Source data ->

▼▼▼

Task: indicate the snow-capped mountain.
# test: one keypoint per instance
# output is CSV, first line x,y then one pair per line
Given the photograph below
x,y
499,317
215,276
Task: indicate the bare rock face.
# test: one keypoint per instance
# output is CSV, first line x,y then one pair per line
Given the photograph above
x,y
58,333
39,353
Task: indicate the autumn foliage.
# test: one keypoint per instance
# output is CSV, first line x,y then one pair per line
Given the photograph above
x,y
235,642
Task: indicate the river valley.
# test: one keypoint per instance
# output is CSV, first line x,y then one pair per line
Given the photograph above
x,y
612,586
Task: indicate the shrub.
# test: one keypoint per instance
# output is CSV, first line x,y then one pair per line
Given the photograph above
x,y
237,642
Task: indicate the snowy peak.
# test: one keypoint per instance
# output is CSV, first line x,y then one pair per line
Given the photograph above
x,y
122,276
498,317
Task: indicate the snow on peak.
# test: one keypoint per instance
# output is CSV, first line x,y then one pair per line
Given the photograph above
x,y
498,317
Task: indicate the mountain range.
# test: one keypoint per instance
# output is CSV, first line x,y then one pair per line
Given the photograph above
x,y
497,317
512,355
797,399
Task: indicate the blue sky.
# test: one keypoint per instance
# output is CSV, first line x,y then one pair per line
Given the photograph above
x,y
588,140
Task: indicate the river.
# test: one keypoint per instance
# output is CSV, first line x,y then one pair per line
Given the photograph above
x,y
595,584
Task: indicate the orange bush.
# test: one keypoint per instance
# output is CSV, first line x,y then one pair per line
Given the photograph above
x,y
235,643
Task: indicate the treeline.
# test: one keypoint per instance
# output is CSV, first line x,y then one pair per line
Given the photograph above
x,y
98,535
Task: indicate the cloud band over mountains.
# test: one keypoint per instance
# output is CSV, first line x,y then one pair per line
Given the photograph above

▲▲▲

What needs to be done -> Write the whole of the data out again exactly as it stands.

Answer section ->
Task: indicate the snow-capped mountain.
# test: one keypoint per instance
# output is CSV, first line x,y then one pair per line
Given the photograph below
x,y
499,317
215,276
Task: indicate the bare rock face.
# test: one keypoint per instance
# output is CSV, first line x,y then one pair per line
Given the photograph above
x,y
58,333
39,353
Task: indicate the autumn foliage.
# test: one keypoint per instance
# output is CSV, first line x,y then one pair per line
Given the photograph above
x,y
235,642
Task: indicate the river valley.
# test: one keypoint per instance
# output is CSV, first line x,y then one pair per line
Given the photograph above
x,y
612,586
Task: indicate the shrub.
# test: one keypoint per instance
# output is CSV, first line x,y then one pair per line
Given the photograph above
x,y
237,642
Task: indicate the snowy peak.
# test: one keypoint per instance
# output is CSV, first line x,y then one pair per line
Given the photograph above
x,y
122,276
498,317
Task: indicate the snow on peak.
# test: one keypoint per instance
# output is CSV, first line x,y then one pair per line
Given the photograph above
x,y
498,317
Task: indicate the mountain range.
# test: one keypoint per instance
# output is CSV, first line x,y then one pair per line
Given the photograph above
x,y
497,317
512,355
797,399
Task: indicate the blue sky.
# test: one keypoint per instance
# output is CSV, first line x,y then one pair per line
Given the photograph above
x,y
588,140
Task: indicate the river.
# test: one keypoint per instance
# output is CSV, first line x,y then one pair per line
Given the photograph above
x,y
595,584
Task: indicate the orange bush.
# test: one keypoint per instance
# output is CSV, first line x,y then one pair per line
Given the photograph above
x,y
235,643
Task: indicate the treeline.
# test: one keypoint per instance
# output is CSV, first line x,y then one pair per line
Given the photograph above
x,y
98,535
Task: indicate the cloud band over mountains.
# test: one keypoint per instance
# output is CSV, first line x,y then one pair per line
Given the photograph above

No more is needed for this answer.